- _To be done_
Render every line of the items below as a JSON list of strings, one string per line, omitting any blank lines.

- _Data rows_
========
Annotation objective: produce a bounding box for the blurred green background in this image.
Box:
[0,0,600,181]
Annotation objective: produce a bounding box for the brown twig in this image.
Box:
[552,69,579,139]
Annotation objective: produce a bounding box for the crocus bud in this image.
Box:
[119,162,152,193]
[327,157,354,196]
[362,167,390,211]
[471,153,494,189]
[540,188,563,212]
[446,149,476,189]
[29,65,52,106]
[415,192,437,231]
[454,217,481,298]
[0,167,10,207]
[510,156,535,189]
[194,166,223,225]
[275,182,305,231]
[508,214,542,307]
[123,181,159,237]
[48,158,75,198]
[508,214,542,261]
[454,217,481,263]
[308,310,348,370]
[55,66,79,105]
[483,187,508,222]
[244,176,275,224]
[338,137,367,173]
========
- _Output for this task_
[
  "Annotation objective: produce a bounding box for the blurred green background in this image.",
  "Box:",
  "[0,0,600,181]",
  "Annotation objective: produce a bounding box for the brown twig in this image.",
  "Box:",
  "[552,69,579,139]",
  "Annotation objective: produce a bounding box for the crocus bud in this image.",
  "Box:",
  "[119,162,152,193]",
  "[327,157,354,196]",
  "[362,167,390,211]",
  "[471,153,494,189]",
  "[540,188,563,212]",
  "[446,149,476,189]",
  "[29,65,52,106]",
  "[415,192,437,231]",
  "[454,217,481,298]",
  "[0,167,10,207]",
  "[510,156,535,189]",
  "[194,166,223,225]",
  "[275,182,305,231]",
  "[508,214,542,307]",
  "[123,181,159,237]",
  "[48,158,75,198]",
  "[508,214,542,261]",
  "[454,217,481,263]",
  "[308,310,348,370]",
  "[55,66,79,105]",
  "[483,187,508,222]",
  "[244,176,275,224]",
  "[338,137,367,173]"
]